Brief:
Pictures appear in the records below; write out everything else exactly.

Input material:
===============

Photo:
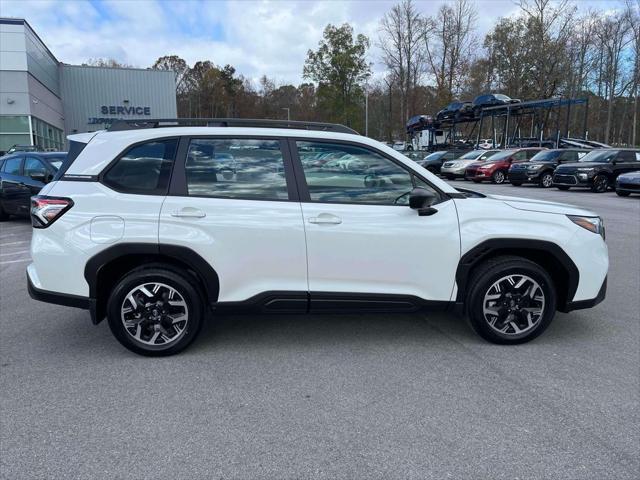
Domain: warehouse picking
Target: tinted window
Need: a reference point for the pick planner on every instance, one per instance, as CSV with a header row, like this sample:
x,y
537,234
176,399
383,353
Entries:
x,y
34,166
143,169
627,156
12,166
236,168
357,175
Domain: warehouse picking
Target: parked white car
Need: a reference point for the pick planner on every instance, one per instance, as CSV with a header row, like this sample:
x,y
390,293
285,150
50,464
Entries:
x,y
455,168
139,229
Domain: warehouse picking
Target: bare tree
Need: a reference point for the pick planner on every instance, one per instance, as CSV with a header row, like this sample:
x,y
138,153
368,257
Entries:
x,y
450,47
401,33
613,37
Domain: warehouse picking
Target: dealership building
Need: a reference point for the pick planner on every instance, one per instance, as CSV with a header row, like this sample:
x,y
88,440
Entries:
x,y
42,100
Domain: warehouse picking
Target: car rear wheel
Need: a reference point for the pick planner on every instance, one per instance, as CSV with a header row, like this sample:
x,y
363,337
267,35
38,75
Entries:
x,y
498,177
600,184
512,300
155,311
546,180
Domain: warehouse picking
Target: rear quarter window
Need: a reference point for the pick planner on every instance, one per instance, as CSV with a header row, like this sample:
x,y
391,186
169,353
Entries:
x,y
143,169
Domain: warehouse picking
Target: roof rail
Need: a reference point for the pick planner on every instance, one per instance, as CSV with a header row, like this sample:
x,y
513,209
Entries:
x,y
119,125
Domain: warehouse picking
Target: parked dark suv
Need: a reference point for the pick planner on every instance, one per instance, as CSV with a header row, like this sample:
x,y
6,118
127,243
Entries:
x,y
597,170
23,174
540,168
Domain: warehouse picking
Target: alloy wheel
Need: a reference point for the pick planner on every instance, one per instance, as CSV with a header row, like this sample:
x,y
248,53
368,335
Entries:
x,y
514,305
155,314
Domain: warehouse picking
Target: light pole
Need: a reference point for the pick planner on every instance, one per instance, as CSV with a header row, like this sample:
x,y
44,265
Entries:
x,y
366,111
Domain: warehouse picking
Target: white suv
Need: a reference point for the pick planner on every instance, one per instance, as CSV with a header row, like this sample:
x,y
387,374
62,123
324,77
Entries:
x,y
155,228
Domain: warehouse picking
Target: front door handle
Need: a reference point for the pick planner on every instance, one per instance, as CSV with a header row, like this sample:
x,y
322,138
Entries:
x,y
326,219
189,212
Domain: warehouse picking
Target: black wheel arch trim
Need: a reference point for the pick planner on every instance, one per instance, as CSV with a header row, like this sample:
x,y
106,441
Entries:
x,y
182,255
492,247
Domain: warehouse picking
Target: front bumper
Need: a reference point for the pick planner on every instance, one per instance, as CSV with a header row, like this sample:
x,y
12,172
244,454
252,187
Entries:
x,y
592,302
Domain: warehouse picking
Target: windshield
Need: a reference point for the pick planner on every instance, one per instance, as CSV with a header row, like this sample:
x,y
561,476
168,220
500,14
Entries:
x,y
434,156
472,155
546,155
502,155
601,156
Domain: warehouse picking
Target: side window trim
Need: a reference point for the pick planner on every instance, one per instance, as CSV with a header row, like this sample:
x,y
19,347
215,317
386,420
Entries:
x,y
301,182
178,182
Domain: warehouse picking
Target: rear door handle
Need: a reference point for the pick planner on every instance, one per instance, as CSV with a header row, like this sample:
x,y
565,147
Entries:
x,y
325,219
189,212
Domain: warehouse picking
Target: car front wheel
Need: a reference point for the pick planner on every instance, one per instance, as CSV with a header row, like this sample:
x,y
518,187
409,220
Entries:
x,y
512,300
155,311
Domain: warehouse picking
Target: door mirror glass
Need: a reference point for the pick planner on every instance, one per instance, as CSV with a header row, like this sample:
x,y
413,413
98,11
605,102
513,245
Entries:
x,y
39,177
420,198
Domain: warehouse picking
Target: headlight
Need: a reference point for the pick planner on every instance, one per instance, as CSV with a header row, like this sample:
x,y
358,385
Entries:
x,y
593,224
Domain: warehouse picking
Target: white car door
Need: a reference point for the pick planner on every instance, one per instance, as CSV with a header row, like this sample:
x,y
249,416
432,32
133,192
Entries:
x,y
362,237
233,202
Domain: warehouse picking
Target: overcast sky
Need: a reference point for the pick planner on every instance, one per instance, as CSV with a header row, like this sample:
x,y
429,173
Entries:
x,y
256,37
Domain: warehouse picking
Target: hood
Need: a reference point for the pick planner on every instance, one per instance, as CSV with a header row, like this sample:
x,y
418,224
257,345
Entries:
x,y
542,206
631,175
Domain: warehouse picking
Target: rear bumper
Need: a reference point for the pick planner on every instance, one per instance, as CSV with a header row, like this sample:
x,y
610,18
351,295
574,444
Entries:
x,y
58,298
591,302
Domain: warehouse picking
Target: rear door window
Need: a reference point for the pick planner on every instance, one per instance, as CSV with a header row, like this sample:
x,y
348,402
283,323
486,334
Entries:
x,y
241,168
13,166
143,169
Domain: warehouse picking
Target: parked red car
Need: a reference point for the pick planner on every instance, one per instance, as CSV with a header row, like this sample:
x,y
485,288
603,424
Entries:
x,y
495,168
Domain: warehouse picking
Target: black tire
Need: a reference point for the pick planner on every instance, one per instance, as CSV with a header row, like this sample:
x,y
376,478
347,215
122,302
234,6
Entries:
x,y
168,277
546,180
481,282
3,215
600,183
499,177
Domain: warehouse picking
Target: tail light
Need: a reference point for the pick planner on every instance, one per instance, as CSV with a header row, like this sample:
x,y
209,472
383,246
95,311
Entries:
x,y
46,210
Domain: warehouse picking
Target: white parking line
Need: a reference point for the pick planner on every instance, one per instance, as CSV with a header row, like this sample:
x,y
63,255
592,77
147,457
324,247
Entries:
x,y
14,243
14,253
15,261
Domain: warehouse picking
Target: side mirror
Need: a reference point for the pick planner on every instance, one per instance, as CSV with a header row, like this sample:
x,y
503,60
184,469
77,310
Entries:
x,y
421,199
40,177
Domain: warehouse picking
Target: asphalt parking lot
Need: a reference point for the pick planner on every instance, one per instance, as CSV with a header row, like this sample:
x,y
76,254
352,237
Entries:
x,y
358,396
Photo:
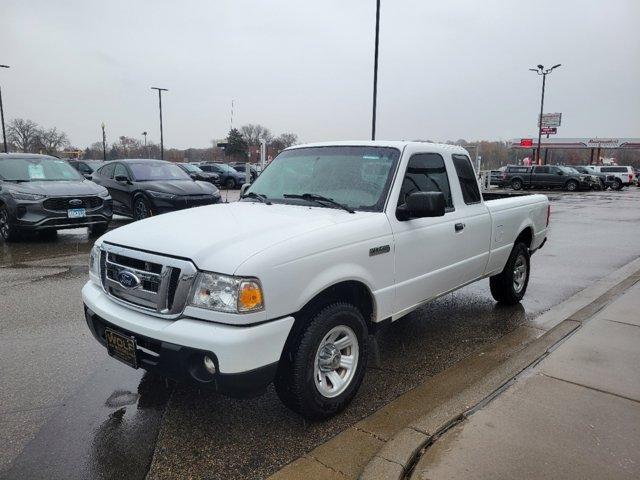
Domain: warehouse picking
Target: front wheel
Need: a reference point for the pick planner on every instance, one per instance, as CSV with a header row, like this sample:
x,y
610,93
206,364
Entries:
x,y
7,231
324,365
510,285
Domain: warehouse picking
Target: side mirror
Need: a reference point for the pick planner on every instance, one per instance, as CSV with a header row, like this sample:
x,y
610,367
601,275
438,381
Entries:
x,y
422,204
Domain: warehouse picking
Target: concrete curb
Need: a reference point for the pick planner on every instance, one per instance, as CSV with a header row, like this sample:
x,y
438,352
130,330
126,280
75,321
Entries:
x,y
398,456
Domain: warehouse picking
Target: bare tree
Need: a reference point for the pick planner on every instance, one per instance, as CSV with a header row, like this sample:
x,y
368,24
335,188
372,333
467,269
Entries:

===============

Reply to the task:
Photo:
Domain: warehouse picking
Target: tinted window
Need: a reference point for the pick planner on every instance, one per instance, as CSV with a header row, like this sample:
x,y
537,234
176,399
383,353
Entries:
x,y
34,166
143,169
627,156
12,166
236,168
357,175
Domain: warehouse picking
Target: parked white car
Need: a reference point for the pick planner on every instance, one per instance, as CSV with a header row, like this sample:
x,y
390,293
285,150
50,464
Entries:
x,y
455,168
139,229
Domain: warehouse picking
Target: bare tree
Need: a reference point for the pick planner on every instance, one per instance, as CSV with a header row, like this sample:
x,y
138,153
368,257
Entries:
x,y
450,47
401,33
613,37
Domain: warehouse picking
Target: dealership building
Need: a reference point for the pick planner on every instance, one per instance, as CSV with a header row, like this sample:
x,y
88,440
Entries:
x,y
42,100
Domain: warehouse picking
Target: car rear wheel
Need: a reference point for the pick planner on every instance, one per instance, as CSV with a header row, like this sample:
x,y
363,337
267,35
38,75
Entries:
x,y
498,177
600,184
512,300
155,311
546,180
Domain: warehouse picking
Target: rear quarter window
Need: a reference point for the pick planner on every instance, one per instance, as CSV with a header row, like this sample:
x,y
391,186
169,353
Entries:
x,y
143,169
Domain: warehouse picking
Target: roof rail
Need: a reference point for the pick planner on every instance, one per instance, as CSV with a header row, like this sample:
x,y
513,209
Entries:
x,y
119,125
Domain: warehouse picking
Target: parked dark suv
Need: a reference point for the pick planner on every instance, one per instance, as CSV with a header row, like this sample:
x,y
6,118
127,243
Entries:
x,y
597,170
23,174
540,168
Domain: warehouse picking
Target: alloy wheel
Need: a reference point for the pick planner on every instance, one per instance, as CSV with a header row, like this sample:
x,y
248,53
368,335
Entries:
x,y
514,305
155,314
Domain: warehouse picking
Target: light pole
Need: a reference point for the pick planner on every instance, one per instance, as CSV with a header row, like this sample:
x,y
44,265
Entries:
x,y
366,111
Domain: warehouse picking
Target: white suv
Need: a reference point for the pick planner on every instance, one per instance, as CSV with a header row, like this sample:
x,y
387,374
62,123
324,77
Entries:
x,y
155,228
Domain: warehouse picking
Target: front door handle
Need: a reference point for the pick planner on every instance, one per instance, as CSV with a header row, like this sample:
x,y
322,138
Entries:
x,y
326,219
189,212
Domain: warehouse picking
Target: black wheel arch trim
Need: a reference point for the pick planner on every instance, one per instance, as CSV with a header row, like this sample:
x,y
106,441
Entries:
x,y
182,255
492,247
Domain: warehouse picking
Target: front bumper
Need: a reference point for the pick planner on every instance, one per instance, as CSV with a header row, like this sample:
x,y
12,172
244,454
252,187
Entries:
x,y
592,302
Domain: warehouse picking
Target: windshield
Need: a reference point for the pick planner on every instance, one per instance, as CSV with a header row, like this sample:
x,y
561,476
168,220
500,14
Entries:
x,y
434,156
472,155
546,155
502,155
601,156
Domain: warehouse picking
Target: side window trim
Need: a reference point for the pick planner on every instance, one per instance, as CSV with a header row, like this sample:
x,y
19,347
215,317
386,420
Entries:
x,y
301,182
178,182
Domain: warehouse picking
Target: rear door handle
Need: a reference point for the pick planner on every instance, one per instance, as CSV with a header row, like this sample:
x,y
565,147
Entries:
x,y
325,219
189,212
Domain: warehouse picking
Target: car front wheel
Need: a reference point for the pick planner on every instance, one per instance, as CSV with a header row, like this sample:
x,y
518,187
409,220
Entries:
x,y
512,300
155,311
Domain: warehouse picking
Target: door mirror glass
Need: a reference point for the pick planner on every instance, one per instance, as CSV with a header row, like this sample:
x,y
413,413
98,11
605,102
513,245
Entries:
x,y
39,177
420,198
Domain: warehouse picking
Target: headlight
Need: a reference point for the pick planner on every instance, one per instance, as CSV with a header row, like this sample:
x,y
358,385
Entries:
x,y
593,224
Domain: warehouse picking
Target: white car door
Need: a reference point for the pick planner on every instance, one per instance, as CSV with a header row, like this sample:
x,y
249,416
432,32
133,192
Entries:
x,y
362,237
233,202
Domain: warehouse picking
Target: overcast sky
Need: a reference point for the pick planner on every instance, one per instance, as CSV with a header row, like this sample:
x,y
429,173
Entries:
x,y
256,37
Domain: warehouse picking
Target: hood
Need: a reference point for the pick planner on every instance, one per instance, as CSV with a header row, like this sample:
x,y
418,224
257,345
Entries:
x,y
542,206
631,175
Domain: warehouse picking
Target: rear bumper
Need: a reference point for the pick planner on every instance, one per instance, as CSV with a header row, like this sample:
x,y
610,18
351,295
574,444
Entries:
x,y
58,298
591,302
Domain: warehouse picking
Target: rear door window
Need: a reference point for the pick planner on every instance, one per instance, as CSV with a header row, like this sample:
x,y
348,402
283,323
486,334
Entries:
x,y
241,168
13,166
143,169
Domain: warehouse picking
Target: parked red car
Need: a reference point for the pick planner on every instance, one per instance, as CSV with a header row, like this sample:
x,y
485,288
603,424
Entries:
x,y
495,168
Domain: warehouse picking
Target: black tire
Need: a reference point for the pick planner on every instance, one per instance, as CSV with a header row, like this sample:
x,y
376,478
347,215
122,302
234,6
Entries:
x,y
168,277
546,180
481,282
3,215
600,183
499,177
Domain: warehouse picking
Target: tail light
Need: a reference point for the pick planner on every instance, one per instance, as CSV with a header row, like this sample:
x,y
209,472
383,246
95,311
Entries:
x,y
46,210
Domain: warehouse picking
Target: white parking line
Need: a reference point for the pick planner on every instance, one per instance, as CSV with a header row, like this sample:
x,y
63,255
592,77
147,457
324,247
Entries:
x,y
14,243
14,253
15,261
Domain: warehouse picking
Target: side mirror
Need: a reference point for the pick planner on every instance, one per instance, as CSV with a header row, like this sample:
x,y
503,60
184,469
77,310
Entries:
x,y
421,199
40,177
Domain: warehouse picking
Target: asphalt parking lot
Need: a reference point for the pick planner on every instance, one per instance, as CSV with a header row, like this sample:
x,y
76,254
352,237
Entries:
x,y
358,396
Photo:
Domain: warehouse picking
Target: front wheel
Need: a reference point for the pick planner on every instance, one per instance, as CSV with a header row, like this sample:
x,y
610,93
206,364
Entries:
x,y
7,231
324,365
510,285
Domain: warehouse picking
Target: side mirror
Need: a reference point for the pick planner on every instance, one per instance, as CSV with a header row, like this sample:
x,y
610,367
601,275
438,381
Entries:
x,y
422,204
Domain: warehouse picking
Target: concrete curb
Need: a reference point for the pick planner on every instance, one per instance, as CSV with a header row, like this sample:
x,y
438,352
130,330
126,280
75,321
Entries:
x,y
398,456
Domain: warehouse picking
Target: bare tree
Need: a reference point for the pick planner on every instance, one per instance, as CSV with a header row, like this sample:
x,y
368,24
335,188
372,333
467,269
Entries:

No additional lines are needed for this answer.